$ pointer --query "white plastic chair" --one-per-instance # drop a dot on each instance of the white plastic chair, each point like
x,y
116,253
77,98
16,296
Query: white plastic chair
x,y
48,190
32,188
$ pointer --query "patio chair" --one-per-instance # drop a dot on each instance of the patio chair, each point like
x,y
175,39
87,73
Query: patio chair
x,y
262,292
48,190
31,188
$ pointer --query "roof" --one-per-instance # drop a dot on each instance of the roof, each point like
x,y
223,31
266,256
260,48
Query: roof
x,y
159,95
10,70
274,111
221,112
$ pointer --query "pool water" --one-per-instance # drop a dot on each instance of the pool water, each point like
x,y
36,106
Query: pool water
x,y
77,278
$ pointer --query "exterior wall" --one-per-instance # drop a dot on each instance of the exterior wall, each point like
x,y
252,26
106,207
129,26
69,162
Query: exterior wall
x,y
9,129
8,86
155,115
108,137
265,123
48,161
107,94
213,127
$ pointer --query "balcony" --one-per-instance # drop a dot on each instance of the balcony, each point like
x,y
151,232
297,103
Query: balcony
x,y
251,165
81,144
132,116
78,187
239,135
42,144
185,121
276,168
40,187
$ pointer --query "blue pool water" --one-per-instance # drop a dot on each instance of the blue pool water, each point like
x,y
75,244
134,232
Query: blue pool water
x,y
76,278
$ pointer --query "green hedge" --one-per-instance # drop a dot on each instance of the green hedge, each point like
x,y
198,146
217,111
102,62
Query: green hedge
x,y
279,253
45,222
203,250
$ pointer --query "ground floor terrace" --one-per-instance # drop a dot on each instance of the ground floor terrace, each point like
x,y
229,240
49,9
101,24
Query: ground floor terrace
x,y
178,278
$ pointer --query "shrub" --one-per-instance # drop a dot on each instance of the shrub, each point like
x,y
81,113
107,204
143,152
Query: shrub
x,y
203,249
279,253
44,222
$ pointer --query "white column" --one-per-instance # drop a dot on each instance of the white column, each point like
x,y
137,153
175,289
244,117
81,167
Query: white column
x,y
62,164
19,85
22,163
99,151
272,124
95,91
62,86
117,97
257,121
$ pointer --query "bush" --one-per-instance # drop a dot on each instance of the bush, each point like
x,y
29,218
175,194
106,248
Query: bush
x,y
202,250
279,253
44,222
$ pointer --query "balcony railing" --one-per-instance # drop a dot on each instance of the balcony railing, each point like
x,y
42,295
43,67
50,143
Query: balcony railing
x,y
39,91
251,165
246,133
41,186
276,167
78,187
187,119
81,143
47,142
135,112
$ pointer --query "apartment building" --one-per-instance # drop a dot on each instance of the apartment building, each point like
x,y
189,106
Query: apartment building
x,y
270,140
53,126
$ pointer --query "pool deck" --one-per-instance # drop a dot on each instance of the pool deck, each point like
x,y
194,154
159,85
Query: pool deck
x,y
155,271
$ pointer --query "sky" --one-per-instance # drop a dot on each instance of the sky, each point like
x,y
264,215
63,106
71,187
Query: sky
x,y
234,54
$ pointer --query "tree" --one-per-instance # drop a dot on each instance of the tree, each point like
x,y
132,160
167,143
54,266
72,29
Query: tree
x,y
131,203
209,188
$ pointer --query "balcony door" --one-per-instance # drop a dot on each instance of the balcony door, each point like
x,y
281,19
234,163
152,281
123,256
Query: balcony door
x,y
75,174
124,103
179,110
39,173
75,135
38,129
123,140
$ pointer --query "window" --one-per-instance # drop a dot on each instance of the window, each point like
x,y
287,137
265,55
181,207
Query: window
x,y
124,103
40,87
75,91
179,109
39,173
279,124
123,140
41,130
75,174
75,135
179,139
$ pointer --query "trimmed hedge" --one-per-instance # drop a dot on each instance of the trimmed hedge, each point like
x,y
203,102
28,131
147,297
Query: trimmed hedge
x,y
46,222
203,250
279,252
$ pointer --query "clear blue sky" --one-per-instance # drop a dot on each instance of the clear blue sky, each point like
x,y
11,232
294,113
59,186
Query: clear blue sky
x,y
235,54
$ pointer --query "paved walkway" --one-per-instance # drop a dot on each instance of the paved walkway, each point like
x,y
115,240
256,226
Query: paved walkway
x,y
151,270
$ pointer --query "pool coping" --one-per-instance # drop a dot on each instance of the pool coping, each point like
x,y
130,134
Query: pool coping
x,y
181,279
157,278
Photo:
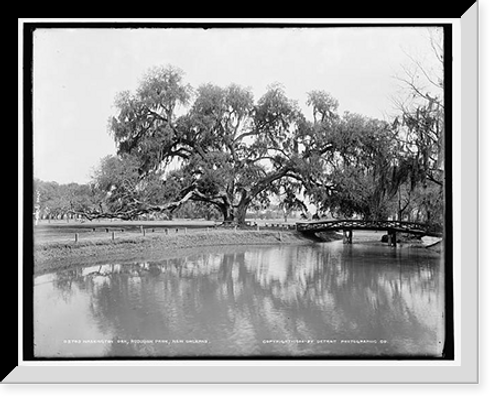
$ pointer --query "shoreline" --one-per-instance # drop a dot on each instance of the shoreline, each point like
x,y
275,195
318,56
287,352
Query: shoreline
x,y
91,249
55,255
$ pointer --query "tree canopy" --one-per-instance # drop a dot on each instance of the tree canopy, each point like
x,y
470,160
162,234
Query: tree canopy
x,y
220,147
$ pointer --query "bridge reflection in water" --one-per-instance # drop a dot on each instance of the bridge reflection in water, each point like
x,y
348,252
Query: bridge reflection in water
x,y
329,300
347,226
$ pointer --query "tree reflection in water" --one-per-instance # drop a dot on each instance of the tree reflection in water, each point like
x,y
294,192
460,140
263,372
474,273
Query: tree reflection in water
x,y
272,301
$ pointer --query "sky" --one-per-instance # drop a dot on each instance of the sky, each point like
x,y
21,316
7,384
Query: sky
x,y
78,72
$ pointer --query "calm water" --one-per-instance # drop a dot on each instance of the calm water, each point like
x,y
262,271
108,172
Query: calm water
x,y
324,300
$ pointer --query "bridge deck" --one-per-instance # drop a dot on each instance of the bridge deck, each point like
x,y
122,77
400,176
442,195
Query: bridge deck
x,y
358,224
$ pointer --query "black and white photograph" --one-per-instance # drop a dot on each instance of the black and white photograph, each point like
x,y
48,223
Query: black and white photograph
x,y
242,192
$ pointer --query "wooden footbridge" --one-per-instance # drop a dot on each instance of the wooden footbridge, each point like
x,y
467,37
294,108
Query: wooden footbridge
x,y
347,226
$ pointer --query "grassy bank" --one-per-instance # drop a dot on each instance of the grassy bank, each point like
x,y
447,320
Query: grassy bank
x,y
53,253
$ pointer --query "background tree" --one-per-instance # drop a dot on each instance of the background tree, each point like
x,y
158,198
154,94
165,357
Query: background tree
x,y
421,127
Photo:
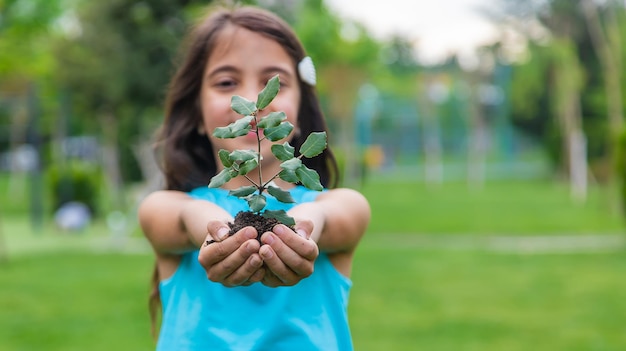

WORK REQUEST » Leave out the pictures and give the listing above again exactly.

ANSWER TO THIS PROBLEM »
$ pointer --query "white plastic chair" --one-per-instance # drop a dot on each instance of the white plastic chair, each point like
x,y
116,253
77,98
16,296
Query: white plastic chair
x,y
48,190
32,188
$ pointer --query "patio chair" --one-per-instance # drop a dot on each instance of the patio chair, each point like
x,y
175,39
87,73
Query: patio chair
x,y
262,292
48,190
31,188
$ pointer --query "roof" --one-per-instance # drop a dot on each instance of the roof, each point like
x,y
223,31
266,256
260,48
Query: roof
x,y
159,95
10,70
274,111
221,112
$ pointer --query "pool water" --one-per-instance # drop a dot on each instance of the pool water, each point like
x,y
36,106
Query: pool water
x,y
77,278
$ pointer --query "exterior wall" --one-per-instance # drop a dot on each instance of the exterior wall, each point like
x,y
252,26
106,207
129,26
69,162
Query: exterior wall
x,y
9,129
8,86
155,115
108,137
265,123
48,161
107,94
213,127
$ pointer --query "balcony" --one-per-instance # drop a dot on each instance of the balcony, each point like
x,y
151,232
297,103
Query: balcony
x,y
251,165
81,144
132,116
78,187
239,135
42,144
185,121
276,168
40,187
$ pointer --query "blue pool water" --one-per-instance # drop a dot on each instance of the blue pool water, each point like
x,y
75,244
134,232
Query: blue pool water
x,y
76,278
$ pointer --query "green hedge" --one-per-instance # drop a dot on each instance of the green hedge, each point like
x,y
198,146
217,111
102,62
Query: green hedge
x,y
279,253
45,222
203,250
$ pointer --query "ground floor terrace" --one-per-instance # drop a dot on each instance of the ground floor terrace, each point like
x,y
229,240
49,9
101,24
Query: ground floor terrace
x,y
178,278
$ pointer --query "shrub" --one-per-instance # drop a dot on each instance of the shrub, each point like
x,y
81,113
107,204
143,152
Query: shrub
x,y
203,249
279,253
44,222
$ pointer --query "white column" --one-per-instance # drop a dot on each instance of the white column, each point like
x,y
137,153
175,289
244,117
81,167
Query: white column
x,y
62,164
19,85
22,163
99,151
272,124
95,91
62,86
117,97
257,121
$ pointer --query "bush" --one-per-instance # drop a dot on each instance of the bush, each point like
x,y
29,218
175,194
106,248
Query: bush
x,y
202,250
279,253
44,222
$ pointer --query "balcony railing" --one-per-instance # drop a dot on each instance of the balcony railing, each point like
x,y
42,295
43,67
50,143
Query: balcony railing
x,y
39,91
251,165
246,133
41,186
276,167
78,187
187,119
81,143
47,142
135,112
$ pointer --query "apartment building" --one-per-instance # drop a dot on each instance of the apartment building, each point like
x,y
189,106
Query: apartment building
x,y
270,140
53,126
$ pointer --query "pool deck" --one-per-instance # drop a dot on each instance of the pool deck, each point like
x,y
194,154
159,85
Query: pool deck
x,y
155,271
$ pointer --query "sky" --one-per-instance # drop a dot on each instance of the sky, each point like
x,y
264,215
63,106
71,187
Query: sky
x,y
234,54
$ pointer --query "tree" --one-per-instance # drop a dot on each instance of the tree, each point like
x,y
132,160
167,143
54,266
72,29
Query: tree
x,y
131,203
209,188
$ pointer --query "balcony door" --one-per-instance # drop a dot on each instance of the balcony door, each point like
x,y
281,19
234,163
152,281
123,256
Query: balcony door
x,y
75,174
124,103
179,110
39,173
75,135
38,129
123,140
$ pointer --query "window" --one-per-instance # drop a dot on each instance of the window, each point like
x,y
287,137
265,55
181,207
Query: window
x,y
124,103
40,87
75,91
179,109
39,173
279,124
123,140
41,130
75,174
75,135
179,139
$ pointer --query "trimmed hedge" --one-per-instance # drop a dot on each instance of the trimmed hedge, each point like
x,y
203,102
28,131
147,297
Query: trimmed hedge
x,y
46,222
203,250
279,252
$ pointer --query "clear blue sky" --one-per-instance # drop a dot on each instance of the clear blue sky, each point like
x,y
11,232
294,113
59,186
Query: clear blue sky
x,y
235,54
$ pointer --query "paved walkway" --one-per-instance # drop a dot on each instance of the paved walkway, each point like
x,y
115,240
256,226
Query: paved walkway
x,y
151,270
$ pointer --query "pool coping" --one-per-instance # drop a dot on each instance of the pool coping, each point like
x,y
130,134
Query: pool coping
x,y
181,279
157,278
Photo:
$ pointer --query "shoreline" --one-per-instance # drop a dot on each instance of the shoreline, each point like
x,y
275,195
318,56
287,352
Query: shoreline
x,y
91,249
55,255
$ pointer --query "tree canopy" --one-per-instance # drop a dot on each instance of the tree canopy, each point like
x,y
470,160
162,234
Query: tree canopy
x,y
220,147
$ pointer --query "bridge reflection in water" --one-per-instance # drop a dot on each instance of the bridge reflection in water, each point like
x,y
348,252
Query: bridge reflection in water
x,y
329,300
347,226
$ pointer --query "tree reflection in water" --one-per-instance # drop a dot on each instance of the tree reflection in water, each point like
x,y
294,192
460,140
263,372
474,273
Query: tree reflection in water
x,y
272,301
$ pointer --query "sky" --one-per-instance # drop a dot on each instance of the sky, each point like
x,y
21,316
7,384
Query: sky
x,y
78,72
$ pointer --query "calm water" --one-per-instance # drop a dot on each instance of the calm water, each point like
x,y
262,271
108,172
Query: calm water
x,y
324,300
$ pointer --query "bridge deck" --one-per-instance # drop a dot on each instance of the bridge deck, each point like
x,y
122,77
400,176
442,195
Query: bridge deck
x,y
358,224
$ pointer --query "black and white photograph" --one-per-instance # drop a dot on each instance of the black and white photograph, each point like
x,y
48,223
Query: black and white photograph
x,y
242,192
$ pointer --query "wooden footbridge" --one-per-instance # drop a dot on each instance of the wooden footbridge, each point like
x,y
467,37
294,108
Query: wooden footbridge
x,y
347,226
$ pointer --query "grassy bank" --one-per-instance # drop a dot on each instance of the grassy bank, each point like
x,y
447,320
Query: grassy bank
x,y
53,253
$ pointer --query "background tree" --one-per-instance # drop a dot on each instance of the background tree, each point like
x,y
158,198
154,94
165,357
Query: background tree
x,y
421,127
Photo:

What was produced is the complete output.